SHORT PROBLEM: Print every line of the data below without any change, leaving the pictures out.

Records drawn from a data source

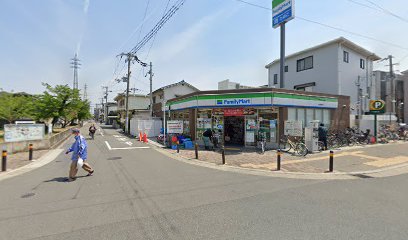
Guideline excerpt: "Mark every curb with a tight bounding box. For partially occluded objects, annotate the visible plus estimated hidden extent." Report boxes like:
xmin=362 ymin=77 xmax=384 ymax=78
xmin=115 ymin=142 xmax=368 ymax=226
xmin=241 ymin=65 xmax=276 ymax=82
xmin=152 ymin=143 xmax=408 ymax=180
xmin=0 ymin=123 xmax=86 ymax=181
xmin=0 ymin=148 xmax=64 ymax=181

WORKED ANSWER:
Guideline excerpt: "Mark every curb with a tight bounding box. For partially occluded objects, annotate the visible plus estimated hidden extent." Report boxes like:
xmin=362 ymin=77 xmax=384 ymax=78
xmin=115 ymin=142 xmax=368 ymax=226
xmin=241 ymin=65 xmax=276 ymax=82
xmin=152 ymin=143 xmax=408 ymax=180
xmin=0 ymin=123 xmax=86 ymax=181
xmin=0 ymin=148 xmax=64 ymax=181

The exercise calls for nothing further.